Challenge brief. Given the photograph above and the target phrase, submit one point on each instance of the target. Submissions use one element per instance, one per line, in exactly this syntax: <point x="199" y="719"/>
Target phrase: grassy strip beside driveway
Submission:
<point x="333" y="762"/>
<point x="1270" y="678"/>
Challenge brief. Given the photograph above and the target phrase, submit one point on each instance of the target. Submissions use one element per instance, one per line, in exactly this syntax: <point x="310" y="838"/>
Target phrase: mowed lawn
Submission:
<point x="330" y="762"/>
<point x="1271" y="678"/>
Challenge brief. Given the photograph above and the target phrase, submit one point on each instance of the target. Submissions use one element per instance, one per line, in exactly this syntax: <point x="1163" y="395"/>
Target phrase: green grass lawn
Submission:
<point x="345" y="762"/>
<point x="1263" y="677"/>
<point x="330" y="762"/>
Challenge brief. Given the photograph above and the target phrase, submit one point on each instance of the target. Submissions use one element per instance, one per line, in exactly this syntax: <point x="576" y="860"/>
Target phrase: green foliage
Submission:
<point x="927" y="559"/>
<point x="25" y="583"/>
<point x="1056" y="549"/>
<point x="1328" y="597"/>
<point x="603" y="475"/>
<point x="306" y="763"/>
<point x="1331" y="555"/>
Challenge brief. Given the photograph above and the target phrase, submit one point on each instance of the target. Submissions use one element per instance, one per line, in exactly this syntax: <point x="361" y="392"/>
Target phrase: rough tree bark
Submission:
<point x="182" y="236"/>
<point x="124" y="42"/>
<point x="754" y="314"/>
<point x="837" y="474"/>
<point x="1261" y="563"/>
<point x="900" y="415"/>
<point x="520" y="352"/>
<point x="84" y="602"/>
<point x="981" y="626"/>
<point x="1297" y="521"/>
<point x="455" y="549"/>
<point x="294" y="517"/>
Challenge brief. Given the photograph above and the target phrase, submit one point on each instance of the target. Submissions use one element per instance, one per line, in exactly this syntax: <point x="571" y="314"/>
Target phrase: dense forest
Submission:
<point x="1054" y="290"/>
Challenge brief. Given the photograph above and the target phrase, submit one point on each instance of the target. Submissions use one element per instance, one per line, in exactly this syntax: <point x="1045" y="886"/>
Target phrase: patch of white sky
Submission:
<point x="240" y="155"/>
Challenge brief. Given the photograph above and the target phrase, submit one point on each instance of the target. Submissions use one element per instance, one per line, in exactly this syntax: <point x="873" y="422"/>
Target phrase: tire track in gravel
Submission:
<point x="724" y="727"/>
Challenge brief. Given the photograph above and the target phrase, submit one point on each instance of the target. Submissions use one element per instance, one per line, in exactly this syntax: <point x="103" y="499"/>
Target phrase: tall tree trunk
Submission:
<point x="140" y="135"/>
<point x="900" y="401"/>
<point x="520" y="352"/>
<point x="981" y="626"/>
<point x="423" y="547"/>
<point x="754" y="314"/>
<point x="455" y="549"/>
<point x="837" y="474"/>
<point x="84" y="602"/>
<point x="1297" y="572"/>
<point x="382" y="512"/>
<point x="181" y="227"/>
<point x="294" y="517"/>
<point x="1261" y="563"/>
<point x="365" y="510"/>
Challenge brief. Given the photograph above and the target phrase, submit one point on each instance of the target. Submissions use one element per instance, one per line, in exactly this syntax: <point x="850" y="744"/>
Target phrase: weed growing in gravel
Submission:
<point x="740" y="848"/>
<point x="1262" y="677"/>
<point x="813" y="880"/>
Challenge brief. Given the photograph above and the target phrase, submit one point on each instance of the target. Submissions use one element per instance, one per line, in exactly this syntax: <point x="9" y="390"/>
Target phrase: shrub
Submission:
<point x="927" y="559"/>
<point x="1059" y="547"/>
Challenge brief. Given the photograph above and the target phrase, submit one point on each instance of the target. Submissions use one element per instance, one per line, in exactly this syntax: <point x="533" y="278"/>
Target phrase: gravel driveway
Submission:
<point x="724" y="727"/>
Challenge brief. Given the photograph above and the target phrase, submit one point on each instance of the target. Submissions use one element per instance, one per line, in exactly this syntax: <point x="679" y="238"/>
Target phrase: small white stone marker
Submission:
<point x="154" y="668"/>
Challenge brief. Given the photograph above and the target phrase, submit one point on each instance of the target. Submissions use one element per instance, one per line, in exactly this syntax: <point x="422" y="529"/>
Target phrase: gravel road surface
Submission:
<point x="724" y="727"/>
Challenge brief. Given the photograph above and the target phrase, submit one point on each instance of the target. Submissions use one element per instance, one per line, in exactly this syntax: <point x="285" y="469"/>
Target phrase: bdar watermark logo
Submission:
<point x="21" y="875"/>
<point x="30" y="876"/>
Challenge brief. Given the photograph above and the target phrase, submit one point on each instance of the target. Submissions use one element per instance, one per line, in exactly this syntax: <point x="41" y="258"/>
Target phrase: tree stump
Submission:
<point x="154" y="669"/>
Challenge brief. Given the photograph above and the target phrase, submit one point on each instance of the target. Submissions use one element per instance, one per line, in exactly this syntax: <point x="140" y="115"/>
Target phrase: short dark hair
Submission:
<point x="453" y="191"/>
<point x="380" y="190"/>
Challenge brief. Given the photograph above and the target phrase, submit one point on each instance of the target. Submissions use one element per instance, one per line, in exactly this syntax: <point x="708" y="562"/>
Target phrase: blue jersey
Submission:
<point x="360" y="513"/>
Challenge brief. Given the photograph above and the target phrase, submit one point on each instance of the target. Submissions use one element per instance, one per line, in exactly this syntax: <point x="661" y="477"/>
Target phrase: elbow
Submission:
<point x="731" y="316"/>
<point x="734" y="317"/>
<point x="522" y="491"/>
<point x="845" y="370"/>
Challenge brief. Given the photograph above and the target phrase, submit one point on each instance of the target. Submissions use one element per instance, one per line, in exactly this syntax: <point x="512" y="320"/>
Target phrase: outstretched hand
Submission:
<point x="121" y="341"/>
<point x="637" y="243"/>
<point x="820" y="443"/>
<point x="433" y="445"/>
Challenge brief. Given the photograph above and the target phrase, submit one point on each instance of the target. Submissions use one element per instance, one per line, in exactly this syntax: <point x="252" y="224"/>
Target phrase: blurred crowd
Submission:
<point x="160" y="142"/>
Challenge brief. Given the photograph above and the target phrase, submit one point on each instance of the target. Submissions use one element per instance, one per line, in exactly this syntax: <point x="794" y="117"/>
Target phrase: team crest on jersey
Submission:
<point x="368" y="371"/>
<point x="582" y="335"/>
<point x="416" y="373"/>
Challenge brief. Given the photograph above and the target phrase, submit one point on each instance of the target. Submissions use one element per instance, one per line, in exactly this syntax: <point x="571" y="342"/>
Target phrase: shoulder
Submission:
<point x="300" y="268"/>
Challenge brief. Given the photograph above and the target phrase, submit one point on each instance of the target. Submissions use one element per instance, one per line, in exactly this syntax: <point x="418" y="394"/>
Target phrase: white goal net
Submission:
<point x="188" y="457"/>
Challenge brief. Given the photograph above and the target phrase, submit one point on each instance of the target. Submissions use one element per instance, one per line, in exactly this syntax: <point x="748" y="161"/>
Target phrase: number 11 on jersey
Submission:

Your objective = Write the data above out again in full, exactly.

Your solution =
Challenge brief. Given the photograph above and the target phrase, submit one point on each instance of the target. Submissions use one element per instance, one per line, in exactly this syntax: <point x="199" y="719"/>
Target phrase: grassy strip beside driveway
Submission:
<point x="333" y="762"/>
<point x="1270" y="678"/>
Challenge brief. Given the photograph above and the target phrase, submit one point on each instance of the target. Submissions use one element per instance, one per line, in exactly this syntax: <point x="310" y="838"/>
Target phrase: mowed lawn
Submission:
<point x="330" y="762"/>
<point x="1271" y="678"/>
Challenge brief. Given the photograph above and the target phrase, submit one point on each instance of the target. Submissions use one element per instance, one per line, in exactly this syntax: <point x="1163" y="395"/>
Target phrase: green grass lawn
Submission:
<point x="345" y="762"/>
<point x="1263" y="677"/>
<point x="330" y="762"/>
Challenge brief. Given the photograph above and the target phrase, submit one point on each instance of the target. Submissions use one element per instance, one per line, in exactly this syntax: <point x="576" y="860"/>
Target phrase: green foliage
Submission:
<point x="927" y="559"/>
<point x="25" y="583"/>
<point x="1056" y="549"/>
<point x="1328" y="597"/>
<point x="603" y="475"/>
<point x="306" y="763"/>
<point x="1331" y="555"/>
Challenge brief. Given the photograph above and the target phrase, submit one point on each instance of the target. Submissions use one element per instance, one per line, in exactly this syntax: <point x="361" y="392"/>
Target phrase: rough tree bark
Submission:
<point x="182" y="236"/>
<point x="124" y="42"/>
<point x="754" y="314"/>
<point x="837" y="474"/>
<point x="1261" y="563"/>
<point x="900" y="415"/>
<point x="520" y="352"/>
<point x="84" y="602"/>
<point x="981" y="626"/>
<point x="1297" y="521"/>
<point x="455" y="549"/>
<point x="294" y="517"/>
Challenge brief. Given the photograph above and the target phrase, submit one point on each instance of the target. Submissions use one element per instance, one per line, in exactly this syntax: <point x="571" y="314"/>
Target phrase: dense forest
Submission:
<point x="1054" y="290"/>
Challenge brief. Given the photograph above and the target phrase, submit one point on each instance of the target. Submissions use one element per instance, one per line, in exactly this syntax: <point x="1045" y="886"/>
Target phrase: patch of white sky
Submission:
<point x="240" y="155"/>
Challenge brief. Given the photograph above and the target phrase, submit one point on each instance of the target. Submissions use one element per instance, one per line, in exactly this syntax: <point x="873" y="422"/>
Target phrase: tire track in gravel
Submission:
<point x="724" y="727"/>
Challenge brief. Given the photograph above and the target phrase, submit one point on each instance of the target. Submissions use one element per instance, one per line, in exactly this syntax: <point x="103" y="499"/>
Target phrase: tall tree trunk
Submission:
<point x="140" y="135"/>
<point x="900" y="401"/>
<point x="520" y="352"/>
<point x="981" y="626"/>
<point x="423" y="547"/>
<point x="754" y="314"/>
<point x="455" y="549"/>
<point x="837" y="474"/>
<point x="84" y="602"/>
<point x="1297" y="572"/>
<point x="382" y="512"/>
<point x="181" y="227"/>
<point x="294" y="517"/>
<point x="1261" y="563"/>
<point x="365" y="510"/>
Challenge brief. Given the photograph above and the target phrase, submit one point on each instance of the target. Submissions use one element per instance, one per line, in exactly this syntax: <point x="850" y="744"/>
Target phrase: weed growing in gravel
Submission:
<point x="740" y="848"/>
<point x="1262" y="677"/>
<point x="813" y="880"/>
Challenge brief. Given the photograph above and the target phrase, submit one point on each instance of the target. Submissions use one element per instance, one per line, in exactly this syntax: <point x="9" y="390"/>
Target phrase: shrub
Submission:
<point x="927" y="559"/>
<point x="1059" y="547"/>
Challenge brief. Given the photograph above and the target phrase, submit one point on each instance of the target. Submissions use one element per instance, one per line, in exactly this syntax: <point x="533" y="278"/>
Target phrase: gravel driveway
Submission:
<point x="724" y="727"/>
Challenge brief. Given the photograph above and the target phrase, submit one point on each instance of the target. Submissions use one element per instance, one per line, in exactly this syntax: <point x="679" y="238"/>
Target phrase: small white stone marker
Submission:
<point x="154" y="668"/>
Challenge brief. Given the photograph above and the target phrase, submit one point on each instance of the target. Submissions use one element per instance, one per line, in exactly this syntax: <point x="422" y="529"/>
Target phrase: gravel road surface
Submission:
<point x="724" y="727"/>
Challenge brief. Given the photograph above and the target phrase, submit one point on each instance of the target. Submissions use one element per instance, one per line, in exactly this syntax: <point x="285" y="469"/>
Target phrase: bdar watermark logo
Submission:
<point x="21" y="875"/>
<point x="30" y="876"/>
Challenge brief. Given the photograph above and the target phrase, submit one point on each instance of the target. Submissions use one element per instance, one per line, in exactly this syntax: <point x="41" y="258"/>
Target phrase: tree stump
Submission:
<point x="154" y="669"/>
Challenge brief. Given the photograph above and the target phrase, submit one point on each instance of the target. Submissions use one element per instance, one per line, in exactly this syntax: <point x="140" y="115"/>
Target phrase: short dark hair
Submission:
<point x="453" y="191"/>
<point x="380" y="190"/>
Challenge brief. Given the photograph above and the target phrase, submit one point on each instance of the target. Submissions use one element per instance, one per line, in exactly this syntax: <point x="708" y="562"/>
Target phrase: blue jersey
Submission:
<point x="360" y="513"/>
Challenge brief. Given the photograph above and the target phrase, submit one point on each instance of the target. Submissions use one element per instance, one per line, in exactly this syntax: <point x="661" y="477"/>
Target phrase: elbow
Submission:
<point x="731" y="316"/>
<point x="734" y="317"/>
<point x="522" y="491"/>
<point x="845" y="370"/>
Challenge brief. Given the photograph above and the target phrase, submit one point on each instance of the target. Submissions use one element per instance, one per line, in exactly this syntax: <point x="512" y="320"/>
Target phrase: outstretched hand
Submission:
<point x="121" y="341"/>
<point x="637" y="243"/>
<point x="820" y="443"/>
<point x="433" y="445"/>
Challenge brief. Given the photograph above and the target phrase, submit one point on each instance of the target. Submissions use one element per instance, one per line, in exactly this syntax: <point x="252" y="224"/>
Target phrase: blurred crowd
Submission:
<point x="160" y="142"/>
Challenge brief. Given the photograph above and the target phrase, submit one point on each instance of the target. Submissions use one element per instance, one per line, in exactly this syntax: <point x="794" y="117"/>
Target phrase: team crest on jersey
Submission:
<point x="368" y="371"/>
<point x="582" y="335"/>
<point x="416" y="373"/>
Challenge brief. Given the photograph above and the target phrase, submit one point on each instance of the target. Submissions use one element per instance, one per line, in exactly this syntax: <point x="571" y="342"/>
Target phrase: shoulder
Submission:
<point x="300" y="268"/>
Challenge brief. Given the photograph above and the target phrase, submit one point on each instance of the target. Submissions use one element per instance, one per line, in exactly this syntax: <point x="418" y="394"/>
Target phrase: white goal net
Submission:
<point x="188" y="457"/>
Challenge brief. Given the photograph above and the target phrase, submit one point on each instance of the target. Submissions use one element per instance, one per line, in exactly this syntax: <point x="748" y="161"/>
Target phrase: number 11 on jersey
Submission:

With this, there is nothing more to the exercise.